下記の阿部兄妹に関するページ抜粋によれば、阿部詩選手の幼少期の手形と足形が壁面に展示されている駅はどこですか。

ページ抜粋 —
'''

阿部一二三や詩の名前の由来は?出身は神戸のどこ?ルーツや祖先も
東京五輪での兄妹同日金メダル獲得、そしてパリ五輪では兄・一二三選手が見事連覇を成し遂げた、柔道界を代表する「阿部兄妹」。
彼らの珍しい名前に込められた意味や、生まれ育った神戸の地、さらには祖先から受け継がれた才能のDNAまで、阿部一二三選手と阿部詩選手の知られざる背景を詳しく解説します。
家族の深い愛情や受け継がれた血筋の物語を知ることで、彼らのオリンピックでの躍動がより一層輝いて見えるでしょう。
阿部一二三と詩の名前の由来
阿部兄妹の特徴的な名前には、それぞれ両親の深い愛情と願いが刻まれています。
兄である阿部一二三選手の「一二三(ひふみ)」という名前は、父親の浩二さんが「一歩一歩着実に前進してほしい」という思いを込めて名付けました。
この名前に込められた精神は、一二三選手の競技への取り組み方にも反映されています。
「今日もワンチャンスを確実に掴む!」という信念を常に胸に抱き、名前通り一歩ずつ確実に柔道の頂点へと歩み続けてきました。
一方、妹の阿部詩選手の「詩(うた)」という名前の誕生には、興味深いエピソードがあります。
当初、母親の愛さんは7月生まれということから「ななみ」という名前を考えていました。
しかし、「ありきたりすぎる」と感じていた父親の浩二さんが、生まれたばかりの娘の顔を一目見た瞬間「この子は詩や!」と直感的に決断したのです。
父親の直感から生まれたこの名前は、まさに詩選手の感性の鋭さや芸術的とも言える柔道スタイルを予言していたかのようです。
兄が「努力の人」なら、妹は「天性の才」と評されるように、それぞれの名前が持つ個性をそのまま体現しています。
このように、阿部兄妹の名前には単なる文字以上の意味があり、彼らの人生の歩み方や競技スタイルまでを示唆する特別な響きを持っているのです。
神戸市兵庫区出身の柔道兄妹
阿部一二三選手と阿部詩選手の故郷は、港町として国際色豊かな兵庫県神戸市兵庫区です。
この土地で生まれ育った二人の足跡は、今でも神戸の街に残されています。
特に注目すべきは、神戸市営地下鉄海岸線「三宮・花時計前駅」の壁面に展示されている阿部詩選手の幼少期の手形と足形です。
これは海岸線開業20周年記念として市が募集した「2000年生まれの子どもたち」の記念展示の一つでしたが、今では世界チャンピオンとなった地元の英雄の貴重な記録として、多くの人々が記念撮影に訪れる名所となっています。
兄妹それぞれの柔道との出会い
一二三選手の柔道人生は6歳からスタートしました。
テレビで観た柔道の試合に「面白そう!やってみたい!」と心を奪われ、「兵庫少年こだま会柔道部」の門を叩きました。
ただし、始めたばかりの頃は体格の大きな子どもたちに圧倒され、練習中に涙を流すことも珍しくない繊細な少年でした。
一方、詩選手は5歳で柔道を開始し、兄の姿を見ながら自然と技術を吸収していきました。

'''

データ —

'''

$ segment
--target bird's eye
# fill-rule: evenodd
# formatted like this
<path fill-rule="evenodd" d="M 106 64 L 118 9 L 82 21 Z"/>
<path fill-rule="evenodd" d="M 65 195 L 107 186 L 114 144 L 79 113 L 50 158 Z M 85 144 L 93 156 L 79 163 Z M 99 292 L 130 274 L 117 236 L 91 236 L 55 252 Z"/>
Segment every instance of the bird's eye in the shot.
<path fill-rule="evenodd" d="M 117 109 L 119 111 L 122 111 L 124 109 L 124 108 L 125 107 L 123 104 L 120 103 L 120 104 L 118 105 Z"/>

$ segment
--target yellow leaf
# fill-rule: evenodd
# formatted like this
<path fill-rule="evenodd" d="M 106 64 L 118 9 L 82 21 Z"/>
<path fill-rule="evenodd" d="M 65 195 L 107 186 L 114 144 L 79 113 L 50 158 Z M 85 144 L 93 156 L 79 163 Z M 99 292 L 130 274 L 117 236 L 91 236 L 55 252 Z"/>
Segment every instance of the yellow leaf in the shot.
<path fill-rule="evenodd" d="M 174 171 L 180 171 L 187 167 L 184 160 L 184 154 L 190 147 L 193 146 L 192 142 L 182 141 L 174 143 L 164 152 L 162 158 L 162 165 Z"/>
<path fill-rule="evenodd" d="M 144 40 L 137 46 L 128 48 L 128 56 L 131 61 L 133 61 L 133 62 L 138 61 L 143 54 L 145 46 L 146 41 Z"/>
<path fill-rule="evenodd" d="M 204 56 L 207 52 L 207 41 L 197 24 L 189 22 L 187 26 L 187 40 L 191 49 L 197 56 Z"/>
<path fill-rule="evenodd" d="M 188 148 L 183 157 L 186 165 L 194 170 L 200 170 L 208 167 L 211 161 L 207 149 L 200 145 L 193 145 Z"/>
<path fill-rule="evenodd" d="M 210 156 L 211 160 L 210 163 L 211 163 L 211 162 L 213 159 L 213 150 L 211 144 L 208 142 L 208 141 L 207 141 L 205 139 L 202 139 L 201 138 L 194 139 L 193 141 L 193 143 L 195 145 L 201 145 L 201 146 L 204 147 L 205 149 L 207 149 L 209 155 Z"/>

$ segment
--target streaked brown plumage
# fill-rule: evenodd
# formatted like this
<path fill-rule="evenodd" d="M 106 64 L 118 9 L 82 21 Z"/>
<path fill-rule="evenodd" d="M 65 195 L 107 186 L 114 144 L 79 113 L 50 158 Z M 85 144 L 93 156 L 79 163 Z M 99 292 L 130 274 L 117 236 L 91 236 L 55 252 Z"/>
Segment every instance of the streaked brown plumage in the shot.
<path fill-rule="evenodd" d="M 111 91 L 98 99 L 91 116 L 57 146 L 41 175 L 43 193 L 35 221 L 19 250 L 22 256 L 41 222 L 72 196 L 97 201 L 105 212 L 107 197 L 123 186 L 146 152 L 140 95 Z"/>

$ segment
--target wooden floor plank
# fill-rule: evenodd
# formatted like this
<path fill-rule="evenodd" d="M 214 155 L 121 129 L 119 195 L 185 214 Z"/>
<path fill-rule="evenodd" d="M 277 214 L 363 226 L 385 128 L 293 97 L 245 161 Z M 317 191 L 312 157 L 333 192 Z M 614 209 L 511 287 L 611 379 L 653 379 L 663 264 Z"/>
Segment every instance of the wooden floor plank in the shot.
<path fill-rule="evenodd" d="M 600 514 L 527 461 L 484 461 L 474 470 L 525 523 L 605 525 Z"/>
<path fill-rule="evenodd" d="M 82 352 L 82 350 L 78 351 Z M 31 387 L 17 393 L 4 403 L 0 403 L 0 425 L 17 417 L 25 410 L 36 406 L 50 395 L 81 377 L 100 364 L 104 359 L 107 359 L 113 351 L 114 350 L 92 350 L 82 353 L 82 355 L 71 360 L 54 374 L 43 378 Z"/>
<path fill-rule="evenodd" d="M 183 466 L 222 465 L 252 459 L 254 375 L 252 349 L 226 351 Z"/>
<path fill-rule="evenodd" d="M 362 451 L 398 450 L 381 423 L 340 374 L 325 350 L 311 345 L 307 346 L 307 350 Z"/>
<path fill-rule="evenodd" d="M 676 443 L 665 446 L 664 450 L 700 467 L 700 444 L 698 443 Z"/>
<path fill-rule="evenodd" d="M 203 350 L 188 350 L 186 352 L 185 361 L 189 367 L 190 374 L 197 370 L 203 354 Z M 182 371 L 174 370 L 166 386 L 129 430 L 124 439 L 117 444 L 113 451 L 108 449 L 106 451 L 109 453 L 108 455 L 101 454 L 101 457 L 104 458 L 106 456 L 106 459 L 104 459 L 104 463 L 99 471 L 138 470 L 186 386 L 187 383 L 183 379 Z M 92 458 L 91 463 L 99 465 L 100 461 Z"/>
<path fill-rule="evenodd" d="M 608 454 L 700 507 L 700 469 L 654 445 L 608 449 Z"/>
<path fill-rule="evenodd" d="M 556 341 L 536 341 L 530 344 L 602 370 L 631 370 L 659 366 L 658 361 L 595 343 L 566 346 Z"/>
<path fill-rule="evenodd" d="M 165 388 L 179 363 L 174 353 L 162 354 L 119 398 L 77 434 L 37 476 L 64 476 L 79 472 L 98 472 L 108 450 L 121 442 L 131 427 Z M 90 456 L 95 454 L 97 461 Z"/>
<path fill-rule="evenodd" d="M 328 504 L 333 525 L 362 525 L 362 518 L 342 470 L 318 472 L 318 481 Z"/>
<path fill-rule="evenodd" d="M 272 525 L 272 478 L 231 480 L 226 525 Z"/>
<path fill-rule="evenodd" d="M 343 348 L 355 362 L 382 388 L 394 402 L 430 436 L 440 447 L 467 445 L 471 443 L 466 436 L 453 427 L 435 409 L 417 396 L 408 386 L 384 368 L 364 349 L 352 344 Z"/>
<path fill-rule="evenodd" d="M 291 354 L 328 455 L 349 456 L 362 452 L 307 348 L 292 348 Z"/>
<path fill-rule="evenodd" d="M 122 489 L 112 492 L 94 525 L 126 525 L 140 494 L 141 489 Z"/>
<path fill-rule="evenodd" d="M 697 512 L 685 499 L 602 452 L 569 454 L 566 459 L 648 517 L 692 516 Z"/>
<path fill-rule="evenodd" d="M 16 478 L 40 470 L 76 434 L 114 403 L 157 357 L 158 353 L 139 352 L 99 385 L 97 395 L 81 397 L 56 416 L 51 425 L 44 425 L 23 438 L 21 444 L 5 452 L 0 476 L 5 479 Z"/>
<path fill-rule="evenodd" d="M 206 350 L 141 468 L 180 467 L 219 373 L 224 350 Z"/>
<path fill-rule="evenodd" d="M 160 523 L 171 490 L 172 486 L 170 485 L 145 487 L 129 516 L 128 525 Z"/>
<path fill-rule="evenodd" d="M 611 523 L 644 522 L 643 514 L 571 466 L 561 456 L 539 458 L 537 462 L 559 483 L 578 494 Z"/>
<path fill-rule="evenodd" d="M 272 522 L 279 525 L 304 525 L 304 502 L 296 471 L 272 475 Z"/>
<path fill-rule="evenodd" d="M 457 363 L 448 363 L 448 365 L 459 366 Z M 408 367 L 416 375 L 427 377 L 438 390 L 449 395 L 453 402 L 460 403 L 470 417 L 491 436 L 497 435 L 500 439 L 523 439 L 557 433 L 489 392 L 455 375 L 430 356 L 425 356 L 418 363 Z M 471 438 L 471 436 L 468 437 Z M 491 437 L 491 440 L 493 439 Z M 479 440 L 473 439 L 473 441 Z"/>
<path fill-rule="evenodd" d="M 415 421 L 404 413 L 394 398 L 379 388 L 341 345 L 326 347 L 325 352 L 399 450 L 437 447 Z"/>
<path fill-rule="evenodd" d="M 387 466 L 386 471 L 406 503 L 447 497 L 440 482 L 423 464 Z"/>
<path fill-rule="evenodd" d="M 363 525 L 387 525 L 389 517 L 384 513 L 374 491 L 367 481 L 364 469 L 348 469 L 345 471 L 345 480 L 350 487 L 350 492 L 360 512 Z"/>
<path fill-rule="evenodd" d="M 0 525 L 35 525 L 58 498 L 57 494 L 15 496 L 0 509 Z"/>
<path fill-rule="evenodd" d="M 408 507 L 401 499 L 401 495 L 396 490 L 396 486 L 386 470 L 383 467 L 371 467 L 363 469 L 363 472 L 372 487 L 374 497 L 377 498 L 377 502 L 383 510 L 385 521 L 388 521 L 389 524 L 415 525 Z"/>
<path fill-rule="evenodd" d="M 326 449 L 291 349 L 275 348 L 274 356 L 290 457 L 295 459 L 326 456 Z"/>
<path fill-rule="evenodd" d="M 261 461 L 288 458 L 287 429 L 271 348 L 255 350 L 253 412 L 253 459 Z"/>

'''

正解 — 神戸市営地下鉄海岸線の「三宮・花時計前駅」です。